| Exercise instructions |
Without any change, set down every record below.

| Material for this exercise |
###
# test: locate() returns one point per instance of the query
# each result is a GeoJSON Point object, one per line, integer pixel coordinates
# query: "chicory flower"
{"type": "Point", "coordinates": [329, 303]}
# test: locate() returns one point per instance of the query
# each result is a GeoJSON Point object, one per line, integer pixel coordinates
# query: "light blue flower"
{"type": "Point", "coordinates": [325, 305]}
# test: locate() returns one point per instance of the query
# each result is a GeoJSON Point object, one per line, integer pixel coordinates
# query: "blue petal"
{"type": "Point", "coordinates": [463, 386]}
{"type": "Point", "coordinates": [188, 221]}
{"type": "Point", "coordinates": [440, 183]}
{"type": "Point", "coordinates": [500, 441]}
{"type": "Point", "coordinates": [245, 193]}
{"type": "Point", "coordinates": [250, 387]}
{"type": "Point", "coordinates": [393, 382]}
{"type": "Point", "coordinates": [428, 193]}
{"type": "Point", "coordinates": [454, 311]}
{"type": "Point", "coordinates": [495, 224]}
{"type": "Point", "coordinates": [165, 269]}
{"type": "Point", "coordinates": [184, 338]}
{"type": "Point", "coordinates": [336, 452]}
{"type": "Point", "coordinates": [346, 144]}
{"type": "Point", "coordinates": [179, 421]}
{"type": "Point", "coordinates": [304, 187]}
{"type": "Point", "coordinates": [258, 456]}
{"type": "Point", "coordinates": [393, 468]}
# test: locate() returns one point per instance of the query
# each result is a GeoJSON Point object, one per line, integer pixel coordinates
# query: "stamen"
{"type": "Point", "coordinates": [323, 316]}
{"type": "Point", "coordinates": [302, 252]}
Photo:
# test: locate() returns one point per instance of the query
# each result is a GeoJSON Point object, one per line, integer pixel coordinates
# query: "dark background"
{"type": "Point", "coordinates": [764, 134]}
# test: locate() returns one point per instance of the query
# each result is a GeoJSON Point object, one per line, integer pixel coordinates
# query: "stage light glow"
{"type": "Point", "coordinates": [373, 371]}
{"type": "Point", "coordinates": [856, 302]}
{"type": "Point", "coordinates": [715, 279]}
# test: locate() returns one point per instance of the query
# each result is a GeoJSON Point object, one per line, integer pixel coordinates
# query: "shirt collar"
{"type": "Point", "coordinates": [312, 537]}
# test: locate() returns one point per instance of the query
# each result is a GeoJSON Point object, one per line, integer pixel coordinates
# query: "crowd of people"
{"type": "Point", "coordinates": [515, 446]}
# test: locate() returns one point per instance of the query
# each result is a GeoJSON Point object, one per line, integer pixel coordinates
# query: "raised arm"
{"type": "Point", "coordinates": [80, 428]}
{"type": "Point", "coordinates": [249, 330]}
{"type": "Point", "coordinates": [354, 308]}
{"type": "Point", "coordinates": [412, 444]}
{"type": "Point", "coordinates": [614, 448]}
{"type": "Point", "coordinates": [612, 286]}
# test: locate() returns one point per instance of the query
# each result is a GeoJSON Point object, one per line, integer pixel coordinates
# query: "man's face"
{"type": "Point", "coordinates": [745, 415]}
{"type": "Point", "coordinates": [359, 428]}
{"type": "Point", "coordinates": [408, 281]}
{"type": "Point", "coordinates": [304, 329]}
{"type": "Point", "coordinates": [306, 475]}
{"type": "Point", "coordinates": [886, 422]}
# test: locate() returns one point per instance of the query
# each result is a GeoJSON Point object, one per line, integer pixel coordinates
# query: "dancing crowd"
###
| Finished task |
# test: locate() returns one point per instance of the query
# each result is a GeoJSON Point object, one per line, integer pixel coordinates
# query: "chicory flower"
{"type": "Point", "coordinates": [329, 303]}
# test: locate() returns one point per instance of the query
# each result is a GeoJSON Point object, one per line, integer pixel coordinates
# query: "light blue flower"
{"type": "Point", "coordinates": [325, 305]}
# test: locate() returns one point per instance of the query
# each result is a GeoJSON Point object, one per line, integer pixel coordinates
# query: "blue petal"
{"type": "Point", "coordinates": [463, 386]}
{"type": "Point", "coordinates": [188, 221]}
{"type": "Point", "coordinates": [440, 183]}
{"type": "Point", "coordinates": [500, 441]}
{"type": "Point", "coordinates": [245, 193]}
{"type": "Point", "coordinates": [250, 387]}
{"type": "Point", "coordinates": [393, 382]}
{"type": "Point", "coordinates": [428, 193]}
{"type": "Point", "coordinates": [454, 311]}
{"type": "Point", "coordinates": [495, 224]}
{"type": "Point", "coordinates": [165, 269]}
{"type": "Point", "coordinates": [184, 338]}
{"type": "Point", "coordinates": [336, 452]}
{"type": "Point", "coordinates": [346, 144]}
{"type": "Point", "coordinates": [179, 421]}
{"type": "Point", "coordinates": [304, 187]}
{"type": "Point", "coordinates": [258, 456]}
{"type": "Point", "coordinates": [393, 468]}
# test: locate() returns one point per instance of the query
# each result is a GeoJSON Point object, one per line, integer pixel coordinates
# query: "stamen"
{"type": "Point", "coordinates": [323, 316]}
{"type": "Point", "coordinates": [302, 252]}
Photo:
# test: locate() returns one point per instance of the query
# each result is a GeoJSON Point object, one per line, integer pixel coordinates
# query: "dark background"
{"type": "Point", "coordinates": [764, 134]}
# test: locate() returns one point per instance of the query
# each result is a GeoJSON Point object, one per line, integer pixel coordinates
# query: "stage light glow"
{"type": "Point", "coordinates": [373, 371]}
{"type": "Point", "coordinates": [856, 302]}
{"type": "Point", "coordinates": [715, 279]}
# test: locate() returns one point per instance of the query
# each result is a GeoJSON Point object, one per line, integer pixel coordinates
# query: "shirt collar"
{"type": "Point", "coordinates": [312, 537]}
# test: locate() returns one point per instance of the query
# each result is a GeoJSON Point object, one per line, integer pixel coordinates
# query: "crowd of people"
{"type": "Point", "coordinates": [515, 446]}
# test: locate() returns one point per instance of the query
# each result is a GeoJSON Point object, one per line, integer pixel coordinates
# query: "raised arm"
{"type": "Point", "coordinates": [80, 428]}
{"type": "Point", "coordinates": [249, 330]}
{"type": "Point", "coordinates": [354, 308]}
{"type": "Point", "coordinates": [412, 444]}
{"type": "Point", "coordinates": [614, 448]}
{"type": "Point", "coordinates": [612, 286]}
# test: locate() returns one point per instance of the query
# each result is a GeoJSON Point object, one per line, integer pixel coordinates
# query: "man's face"
{"type": "Point", "coordinates": [745, 415]}
{"type": "Point", "coordinates": [359, 428]}
{"type": "Point", "coordinates": [408, 281]}
{"type": "Point", "coordinates": [304, 329]}
{"type": "Point", "coordinates": [306, 475]}
{"type": "Point", "coordinates": [886, 422]}
# test: locate() returns one point per instance of the query
# each result is a GeoJSON Point object, one per line, integer pixel coordinates
# query: "dancing crowd"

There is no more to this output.